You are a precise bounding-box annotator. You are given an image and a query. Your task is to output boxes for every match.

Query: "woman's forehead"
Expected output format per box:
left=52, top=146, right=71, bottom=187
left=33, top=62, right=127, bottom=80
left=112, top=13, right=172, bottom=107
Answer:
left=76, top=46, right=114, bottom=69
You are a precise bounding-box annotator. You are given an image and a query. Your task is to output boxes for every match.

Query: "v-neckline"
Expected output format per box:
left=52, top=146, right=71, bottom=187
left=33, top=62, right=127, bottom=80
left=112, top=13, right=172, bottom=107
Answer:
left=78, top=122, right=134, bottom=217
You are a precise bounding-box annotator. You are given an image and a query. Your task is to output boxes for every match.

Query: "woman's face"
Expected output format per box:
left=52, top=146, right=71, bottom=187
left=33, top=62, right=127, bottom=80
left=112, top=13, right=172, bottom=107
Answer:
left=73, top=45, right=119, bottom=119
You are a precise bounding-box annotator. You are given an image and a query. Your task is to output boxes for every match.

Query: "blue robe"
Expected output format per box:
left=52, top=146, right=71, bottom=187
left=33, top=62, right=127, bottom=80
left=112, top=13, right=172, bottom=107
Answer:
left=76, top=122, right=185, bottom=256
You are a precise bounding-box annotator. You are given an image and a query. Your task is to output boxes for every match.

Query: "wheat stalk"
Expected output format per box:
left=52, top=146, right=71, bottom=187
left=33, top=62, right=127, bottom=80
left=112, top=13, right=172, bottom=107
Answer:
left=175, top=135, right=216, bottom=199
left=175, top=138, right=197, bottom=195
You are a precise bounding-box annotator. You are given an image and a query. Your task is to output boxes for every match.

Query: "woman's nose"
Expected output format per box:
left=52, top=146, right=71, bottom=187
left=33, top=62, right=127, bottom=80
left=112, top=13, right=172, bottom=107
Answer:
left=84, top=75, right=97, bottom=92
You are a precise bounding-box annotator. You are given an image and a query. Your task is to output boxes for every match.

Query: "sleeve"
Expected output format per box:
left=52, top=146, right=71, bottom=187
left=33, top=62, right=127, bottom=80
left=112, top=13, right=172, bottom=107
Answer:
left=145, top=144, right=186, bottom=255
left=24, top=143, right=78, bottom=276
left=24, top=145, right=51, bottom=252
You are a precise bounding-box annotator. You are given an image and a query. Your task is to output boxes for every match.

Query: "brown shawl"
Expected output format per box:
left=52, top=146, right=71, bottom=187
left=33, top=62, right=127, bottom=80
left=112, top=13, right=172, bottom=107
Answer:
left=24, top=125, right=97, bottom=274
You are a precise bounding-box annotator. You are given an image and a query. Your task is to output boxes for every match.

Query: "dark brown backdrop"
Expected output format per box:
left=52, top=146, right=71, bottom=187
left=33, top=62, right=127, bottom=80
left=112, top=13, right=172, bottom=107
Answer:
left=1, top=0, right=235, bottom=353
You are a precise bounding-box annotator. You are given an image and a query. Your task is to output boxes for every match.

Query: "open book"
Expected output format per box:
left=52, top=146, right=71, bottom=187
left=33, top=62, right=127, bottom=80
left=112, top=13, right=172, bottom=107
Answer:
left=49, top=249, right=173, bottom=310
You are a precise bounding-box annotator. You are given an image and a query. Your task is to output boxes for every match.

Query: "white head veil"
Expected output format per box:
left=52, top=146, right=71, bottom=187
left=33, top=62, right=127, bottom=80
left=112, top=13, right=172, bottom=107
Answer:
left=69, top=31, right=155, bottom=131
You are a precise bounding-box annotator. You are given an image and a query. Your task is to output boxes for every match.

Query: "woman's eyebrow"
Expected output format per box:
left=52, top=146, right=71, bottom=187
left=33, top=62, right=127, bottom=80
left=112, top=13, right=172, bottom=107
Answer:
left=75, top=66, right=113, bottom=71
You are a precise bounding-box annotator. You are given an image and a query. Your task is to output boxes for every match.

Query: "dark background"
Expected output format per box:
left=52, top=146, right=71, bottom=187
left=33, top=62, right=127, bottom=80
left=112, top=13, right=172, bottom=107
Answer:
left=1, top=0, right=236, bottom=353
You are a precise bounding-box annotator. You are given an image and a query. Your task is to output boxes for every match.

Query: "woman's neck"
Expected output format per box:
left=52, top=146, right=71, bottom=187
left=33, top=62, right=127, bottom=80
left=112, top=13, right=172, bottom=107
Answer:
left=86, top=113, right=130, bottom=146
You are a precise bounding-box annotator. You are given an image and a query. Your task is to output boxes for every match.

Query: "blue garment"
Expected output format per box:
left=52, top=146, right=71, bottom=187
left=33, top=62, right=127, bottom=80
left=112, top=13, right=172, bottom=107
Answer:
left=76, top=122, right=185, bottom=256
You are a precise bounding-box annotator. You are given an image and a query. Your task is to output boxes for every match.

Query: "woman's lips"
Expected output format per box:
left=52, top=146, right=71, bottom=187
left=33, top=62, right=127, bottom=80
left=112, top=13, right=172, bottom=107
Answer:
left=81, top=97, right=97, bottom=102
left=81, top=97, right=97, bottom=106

════════

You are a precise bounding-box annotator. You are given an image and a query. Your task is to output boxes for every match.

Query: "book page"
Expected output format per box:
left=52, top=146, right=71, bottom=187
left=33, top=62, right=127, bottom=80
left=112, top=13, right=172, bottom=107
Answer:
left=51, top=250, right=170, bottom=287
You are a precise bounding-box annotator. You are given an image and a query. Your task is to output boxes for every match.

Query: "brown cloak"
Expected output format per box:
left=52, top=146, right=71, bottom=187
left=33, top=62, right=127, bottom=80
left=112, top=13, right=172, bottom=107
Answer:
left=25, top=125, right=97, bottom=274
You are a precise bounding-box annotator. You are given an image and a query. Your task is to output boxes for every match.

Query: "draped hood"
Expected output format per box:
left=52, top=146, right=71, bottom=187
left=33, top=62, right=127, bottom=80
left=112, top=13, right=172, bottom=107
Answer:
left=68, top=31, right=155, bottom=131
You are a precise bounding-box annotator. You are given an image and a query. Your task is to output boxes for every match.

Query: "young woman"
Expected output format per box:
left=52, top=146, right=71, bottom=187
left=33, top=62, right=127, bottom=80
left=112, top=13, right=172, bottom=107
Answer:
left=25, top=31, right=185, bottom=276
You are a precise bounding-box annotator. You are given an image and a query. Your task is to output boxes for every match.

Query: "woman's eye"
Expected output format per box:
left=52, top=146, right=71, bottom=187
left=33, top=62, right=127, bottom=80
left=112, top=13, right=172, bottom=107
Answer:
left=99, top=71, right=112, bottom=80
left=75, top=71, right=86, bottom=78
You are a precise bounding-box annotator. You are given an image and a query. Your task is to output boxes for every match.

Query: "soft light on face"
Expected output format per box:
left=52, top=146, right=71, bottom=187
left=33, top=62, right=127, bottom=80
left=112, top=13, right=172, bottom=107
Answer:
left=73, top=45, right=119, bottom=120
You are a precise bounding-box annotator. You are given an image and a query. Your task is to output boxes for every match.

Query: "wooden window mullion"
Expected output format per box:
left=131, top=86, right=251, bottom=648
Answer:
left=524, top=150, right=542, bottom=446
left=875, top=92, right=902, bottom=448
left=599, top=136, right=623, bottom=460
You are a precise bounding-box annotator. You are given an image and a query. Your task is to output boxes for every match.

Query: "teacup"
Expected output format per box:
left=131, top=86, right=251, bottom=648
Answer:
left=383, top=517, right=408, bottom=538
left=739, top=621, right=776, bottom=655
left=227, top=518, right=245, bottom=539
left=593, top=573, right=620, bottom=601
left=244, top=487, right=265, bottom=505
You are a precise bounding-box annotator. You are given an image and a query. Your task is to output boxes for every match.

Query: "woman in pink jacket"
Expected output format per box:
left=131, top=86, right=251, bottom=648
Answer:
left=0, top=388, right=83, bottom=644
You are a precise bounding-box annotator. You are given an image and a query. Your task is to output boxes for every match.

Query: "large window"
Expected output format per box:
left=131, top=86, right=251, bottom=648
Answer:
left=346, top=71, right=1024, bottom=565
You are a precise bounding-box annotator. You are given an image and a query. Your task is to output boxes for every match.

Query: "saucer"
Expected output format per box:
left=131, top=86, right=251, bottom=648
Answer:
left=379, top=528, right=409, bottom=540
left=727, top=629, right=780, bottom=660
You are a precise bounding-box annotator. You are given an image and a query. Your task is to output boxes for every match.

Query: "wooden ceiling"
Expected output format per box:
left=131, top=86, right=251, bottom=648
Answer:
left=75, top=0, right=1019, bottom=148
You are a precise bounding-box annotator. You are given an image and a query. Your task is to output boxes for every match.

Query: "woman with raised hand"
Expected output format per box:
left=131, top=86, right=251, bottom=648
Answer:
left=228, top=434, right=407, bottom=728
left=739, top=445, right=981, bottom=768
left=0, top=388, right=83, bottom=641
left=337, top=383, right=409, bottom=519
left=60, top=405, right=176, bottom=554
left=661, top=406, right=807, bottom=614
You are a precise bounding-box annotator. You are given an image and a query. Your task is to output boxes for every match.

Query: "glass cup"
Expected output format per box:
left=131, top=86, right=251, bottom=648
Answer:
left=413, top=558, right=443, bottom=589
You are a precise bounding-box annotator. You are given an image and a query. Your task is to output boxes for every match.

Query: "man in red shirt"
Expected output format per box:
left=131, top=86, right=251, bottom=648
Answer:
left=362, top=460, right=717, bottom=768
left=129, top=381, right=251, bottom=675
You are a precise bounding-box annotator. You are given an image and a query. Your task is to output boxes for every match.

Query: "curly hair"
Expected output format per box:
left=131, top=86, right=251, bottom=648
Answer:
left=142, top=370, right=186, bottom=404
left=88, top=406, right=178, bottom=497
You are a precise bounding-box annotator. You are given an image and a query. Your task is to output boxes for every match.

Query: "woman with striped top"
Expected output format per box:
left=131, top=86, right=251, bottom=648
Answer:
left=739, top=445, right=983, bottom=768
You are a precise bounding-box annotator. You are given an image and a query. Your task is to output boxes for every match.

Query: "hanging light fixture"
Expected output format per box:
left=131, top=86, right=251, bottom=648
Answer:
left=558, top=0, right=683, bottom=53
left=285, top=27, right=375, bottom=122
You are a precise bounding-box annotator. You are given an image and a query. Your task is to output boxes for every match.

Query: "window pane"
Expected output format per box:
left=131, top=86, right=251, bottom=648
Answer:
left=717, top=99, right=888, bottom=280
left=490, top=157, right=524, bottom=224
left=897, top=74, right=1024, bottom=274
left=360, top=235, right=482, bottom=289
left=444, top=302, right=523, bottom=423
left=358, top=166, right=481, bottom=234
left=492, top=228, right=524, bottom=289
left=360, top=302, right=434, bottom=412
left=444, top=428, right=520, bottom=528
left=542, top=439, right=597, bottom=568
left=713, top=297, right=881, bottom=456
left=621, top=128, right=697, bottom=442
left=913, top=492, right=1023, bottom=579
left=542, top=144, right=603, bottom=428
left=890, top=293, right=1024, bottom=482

════════

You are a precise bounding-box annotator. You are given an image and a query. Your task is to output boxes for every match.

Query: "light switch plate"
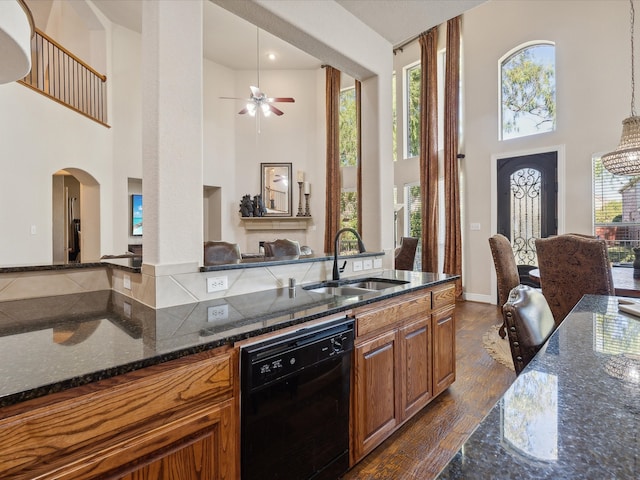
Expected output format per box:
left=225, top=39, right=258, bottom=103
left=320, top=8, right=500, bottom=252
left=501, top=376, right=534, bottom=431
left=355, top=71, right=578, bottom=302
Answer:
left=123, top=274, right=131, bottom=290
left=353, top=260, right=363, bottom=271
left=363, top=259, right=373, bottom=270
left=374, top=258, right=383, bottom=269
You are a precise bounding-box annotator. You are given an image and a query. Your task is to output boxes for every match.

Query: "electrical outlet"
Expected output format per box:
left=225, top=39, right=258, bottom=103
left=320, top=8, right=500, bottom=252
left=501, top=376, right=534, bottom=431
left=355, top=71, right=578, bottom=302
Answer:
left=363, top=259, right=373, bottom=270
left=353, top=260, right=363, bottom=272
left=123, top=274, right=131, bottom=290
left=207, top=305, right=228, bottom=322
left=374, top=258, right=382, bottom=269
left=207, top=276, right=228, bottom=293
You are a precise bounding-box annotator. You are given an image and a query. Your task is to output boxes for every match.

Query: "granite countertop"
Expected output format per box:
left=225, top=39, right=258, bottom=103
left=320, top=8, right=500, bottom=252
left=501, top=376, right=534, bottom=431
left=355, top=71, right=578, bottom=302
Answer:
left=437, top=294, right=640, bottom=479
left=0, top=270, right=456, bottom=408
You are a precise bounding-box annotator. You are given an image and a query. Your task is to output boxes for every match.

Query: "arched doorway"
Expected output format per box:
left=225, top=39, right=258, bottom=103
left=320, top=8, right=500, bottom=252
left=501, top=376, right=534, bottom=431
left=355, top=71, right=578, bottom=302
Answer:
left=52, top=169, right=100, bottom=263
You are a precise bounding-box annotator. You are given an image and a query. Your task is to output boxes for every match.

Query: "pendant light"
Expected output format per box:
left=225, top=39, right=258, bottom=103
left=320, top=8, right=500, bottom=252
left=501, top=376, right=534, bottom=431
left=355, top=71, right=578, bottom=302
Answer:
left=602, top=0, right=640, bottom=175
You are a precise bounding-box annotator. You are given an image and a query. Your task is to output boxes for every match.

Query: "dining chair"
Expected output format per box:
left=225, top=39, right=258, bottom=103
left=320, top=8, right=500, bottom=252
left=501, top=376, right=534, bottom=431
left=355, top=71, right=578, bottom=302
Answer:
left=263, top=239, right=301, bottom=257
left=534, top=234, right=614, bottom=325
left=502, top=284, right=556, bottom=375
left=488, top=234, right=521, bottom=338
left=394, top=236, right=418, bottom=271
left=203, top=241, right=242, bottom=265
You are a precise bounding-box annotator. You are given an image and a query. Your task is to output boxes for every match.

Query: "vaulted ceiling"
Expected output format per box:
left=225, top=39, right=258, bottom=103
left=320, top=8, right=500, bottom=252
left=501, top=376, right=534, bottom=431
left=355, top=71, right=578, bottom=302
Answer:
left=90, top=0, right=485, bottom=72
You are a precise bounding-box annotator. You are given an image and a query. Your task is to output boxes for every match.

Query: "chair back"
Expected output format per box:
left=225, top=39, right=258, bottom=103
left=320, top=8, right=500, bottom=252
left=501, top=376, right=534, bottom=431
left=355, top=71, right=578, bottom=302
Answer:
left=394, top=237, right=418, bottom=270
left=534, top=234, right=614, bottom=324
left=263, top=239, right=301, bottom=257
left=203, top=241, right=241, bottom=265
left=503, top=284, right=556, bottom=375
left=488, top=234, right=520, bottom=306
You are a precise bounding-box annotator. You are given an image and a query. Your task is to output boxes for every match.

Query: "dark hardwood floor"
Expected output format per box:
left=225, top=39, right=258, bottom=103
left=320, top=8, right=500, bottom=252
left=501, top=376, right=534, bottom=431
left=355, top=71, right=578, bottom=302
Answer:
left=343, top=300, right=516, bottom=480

════════

● Task objective:
Among the lines of the records, copy out each one that contains the word "brown".

● Reply:
Query: "brown shawl"
Query: "dark brown backdrop"
Query: "brown cloak"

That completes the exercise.